**The problem**
Can you output the data below as a two-column CSV with the columns instruction and answer, one row per instruction and its answer, every field in quotes and every line break turned into a space? Leave the pictures out.

>> Start Dataset records

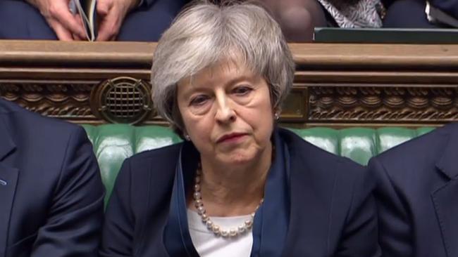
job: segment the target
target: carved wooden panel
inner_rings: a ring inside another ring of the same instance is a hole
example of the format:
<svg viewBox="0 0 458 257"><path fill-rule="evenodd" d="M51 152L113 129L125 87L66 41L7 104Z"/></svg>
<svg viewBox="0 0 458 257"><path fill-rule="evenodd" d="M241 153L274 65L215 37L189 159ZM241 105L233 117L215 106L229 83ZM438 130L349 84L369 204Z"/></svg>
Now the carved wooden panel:
<svg viewBox="0 0 458 257"><path fill-rule="evenodd" d="M0 95L44 115L68 120L95 121L89 105L96 83L0 82Z"/></svg>
<svg viewBox="0 0 458 257"><path fill-rule="evenodd" d="M164 124L149 101L155 46L154 43L0 41L0 97L74 122ZM421 126L458 120L458 45L290 46L297 70L283 106L284 124ZM110 98L118 102L107 104L103 93L109 91L106 85L121 84L124 86L119 86L120 91L115 95L130 98ZM118 103L125 105L119 107ZM129 105L137 109L129 109ZM113 119L103 112L107 106L116 109L111 114L130 112L137 118Z"/></svg>
<svg viewBox="0 0 458 257"><path fill-rule="evenodd" d="M458 120L455 87L311 87L310 121L446 123Z"/></svg>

>> End Dataset records

**Finished task**
instruction,answer
"job: segment the target target: carved wooden panel inner_rings: a ring inside another ring of the same instance is a hole example of the format: <svg viewBox=""0 0 458 257""><path fill-rule=""evenodd"" d=""M51 152L113 129L125 87L66 41L7 104Z""/></svg> <svg viewBox=""0 0 458 257""><path fill-rule=""evenodd"" d=""M241 153L274 65L215 37L189 159ZM241 105L233 117L215 106L229 83ZM438 130L349 84L369 204Z""/></svg> Now the carved wooden panel:","<svg viewBox=""0 0 458 257""><path fill-rule=""evenodd"" d=""M0 95L44 115L68 120L95 121L89 105L96 83L0 82Z""/></svg> <svg viewBox=""0 0 458 257""><path fill-rule=""evenodd"" d=""M164 124L149 101L155 46L154 43L0 41L0 97L74 122ZM421 126L458 120L458 45L290 46L297 70L283 106L284 124ZM110 98L118 102L107 104L103 93L109 91L106 85L121 84L124 86L119 86L120 91L115 95L130 98ZM118 103L125 105L119 107ZM129 105L137 109L129 109ZM113 119L103 112L107 106L116 109L111 114L130 112L137 118Z""/></svg> <svg viewBox=""0 0 458 257""><path fill-rule=""evenodd"" d=""M458 120L455 87L311 87L310 121L446 123Z""/></svg>"